#### ENTRIES SHOWN

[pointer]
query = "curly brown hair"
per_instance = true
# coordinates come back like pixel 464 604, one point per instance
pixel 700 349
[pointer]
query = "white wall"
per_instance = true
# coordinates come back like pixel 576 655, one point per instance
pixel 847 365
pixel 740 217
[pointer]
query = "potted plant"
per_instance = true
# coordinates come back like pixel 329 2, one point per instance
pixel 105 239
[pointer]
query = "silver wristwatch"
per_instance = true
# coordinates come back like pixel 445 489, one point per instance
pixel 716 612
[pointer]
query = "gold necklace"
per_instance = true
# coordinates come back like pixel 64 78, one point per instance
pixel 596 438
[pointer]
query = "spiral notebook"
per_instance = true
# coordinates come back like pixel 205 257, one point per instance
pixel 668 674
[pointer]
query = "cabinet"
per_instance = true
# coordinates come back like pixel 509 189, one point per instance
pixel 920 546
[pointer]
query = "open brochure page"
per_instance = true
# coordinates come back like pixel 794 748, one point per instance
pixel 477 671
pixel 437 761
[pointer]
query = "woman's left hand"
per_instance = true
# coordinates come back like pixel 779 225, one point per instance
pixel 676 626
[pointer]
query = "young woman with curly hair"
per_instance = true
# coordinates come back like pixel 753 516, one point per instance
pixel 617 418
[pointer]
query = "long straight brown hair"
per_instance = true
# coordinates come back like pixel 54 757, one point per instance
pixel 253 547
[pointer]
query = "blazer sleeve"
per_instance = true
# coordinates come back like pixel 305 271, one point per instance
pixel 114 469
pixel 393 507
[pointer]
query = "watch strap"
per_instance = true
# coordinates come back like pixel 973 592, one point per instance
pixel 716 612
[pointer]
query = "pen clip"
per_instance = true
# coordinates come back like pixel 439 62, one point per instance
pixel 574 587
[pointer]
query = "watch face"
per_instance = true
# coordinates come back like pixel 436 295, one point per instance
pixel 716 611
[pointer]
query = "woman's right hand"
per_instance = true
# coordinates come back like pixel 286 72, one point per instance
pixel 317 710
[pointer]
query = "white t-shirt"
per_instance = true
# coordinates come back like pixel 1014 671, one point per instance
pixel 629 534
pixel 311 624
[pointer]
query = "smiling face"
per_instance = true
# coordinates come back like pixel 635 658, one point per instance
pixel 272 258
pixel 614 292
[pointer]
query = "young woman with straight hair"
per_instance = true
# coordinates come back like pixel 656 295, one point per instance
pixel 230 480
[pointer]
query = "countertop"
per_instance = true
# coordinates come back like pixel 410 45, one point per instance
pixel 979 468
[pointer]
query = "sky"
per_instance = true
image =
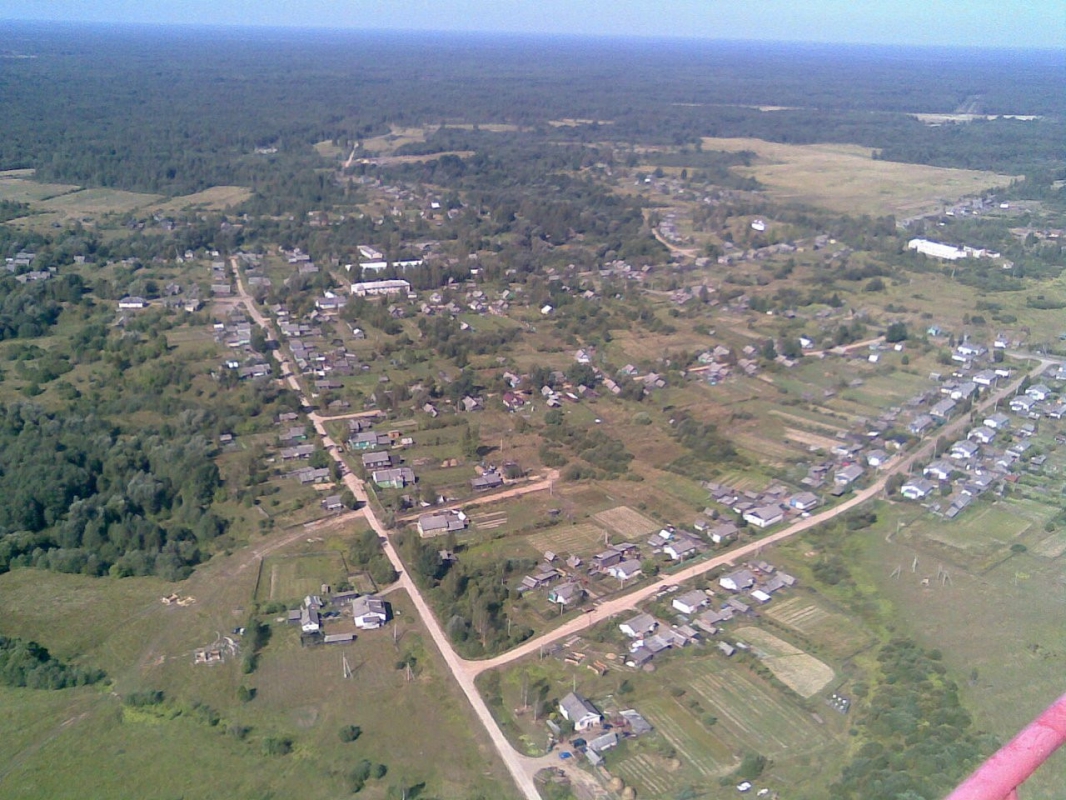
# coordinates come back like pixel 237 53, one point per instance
pixel 1023 24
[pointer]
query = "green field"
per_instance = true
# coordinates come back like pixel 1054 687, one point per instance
pixel 81 742
pixel 583 539
pixel 840 176
pixel 290 578
pixel 999 627
pixel 21 190
pixel 841 636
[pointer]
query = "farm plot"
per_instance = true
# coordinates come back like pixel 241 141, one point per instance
pixel 580 539
pixel 291 577
pixel 773 452
pixel 215 198
pixel 18 190
pixel 704 753
pixel 626 522
pixel 840 635
pixel 808 419
pixel 983 529
pixel 753 712
pixel 810 440
pixel 647 773
pixel 98 201
pixel 489 521
pixel 839 177
pixel 1052 546
pixel 803 673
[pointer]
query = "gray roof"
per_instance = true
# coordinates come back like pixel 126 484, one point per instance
pixel 575 707
pixel 641 624
pixel 368 604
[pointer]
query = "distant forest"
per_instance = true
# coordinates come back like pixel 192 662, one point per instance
pixel 177 110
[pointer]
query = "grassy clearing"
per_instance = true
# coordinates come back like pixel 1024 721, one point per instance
pixel 627 523
pixel 755 714
pixel 999 628
pixel 215 198
pixel 839 177
pixel 292 577
pixel 20 190
pixel 801 672
pixel 80 744
pixel 91 202
pixel 581 539
pixel 840 635
pixel 983 530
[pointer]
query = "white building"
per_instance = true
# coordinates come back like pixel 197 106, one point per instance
pixel 394 286
pixel 936 250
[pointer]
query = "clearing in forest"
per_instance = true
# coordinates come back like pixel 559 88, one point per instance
pixel 846 178
pixel 215 198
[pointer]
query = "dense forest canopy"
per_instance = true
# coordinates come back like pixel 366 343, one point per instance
pixel 176 110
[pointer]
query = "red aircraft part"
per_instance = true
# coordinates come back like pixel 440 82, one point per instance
pixel 999 778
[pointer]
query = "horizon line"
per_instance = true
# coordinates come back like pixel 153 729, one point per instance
pixel 677 38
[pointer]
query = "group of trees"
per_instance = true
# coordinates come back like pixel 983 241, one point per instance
pixel 84 497
pixel 29 665
pixel 918 739
pixel 471 598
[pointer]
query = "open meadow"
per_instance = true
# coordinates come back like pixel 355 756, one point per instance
pixel 85 742
pixel 839 177
pixel 999 626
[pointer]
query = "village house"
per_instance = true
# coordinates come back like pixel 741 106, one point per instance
pixel 763 516
pixel 1022 404
pixel 369 612
pixel 998 421
pixel 943 409
pixel 916 489
pixel 690 602
pixel 396 478
pixel 639 626
pixel 368 440
pixel 681 546
pixel 848 475
pixel 377 460
pixel 738 580
pixel 803 500
pixel 939 469
pixel 566 594
pixel 921 424
pixel 448 522
pixel 625 570
pixel 876 459
pixel 542 578
pixel 333 502
pixel 724 533
pixel 579 712
pixel 486 481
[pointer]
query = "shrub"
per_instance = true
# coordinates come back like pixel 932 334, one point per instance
pixel 350 733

#### PROBLEM DESCRIPTION
List every line of the data above that contains the string "brown".

#### FINISHED TASK
query = "curly brown hair"
query = "long straight brown hair"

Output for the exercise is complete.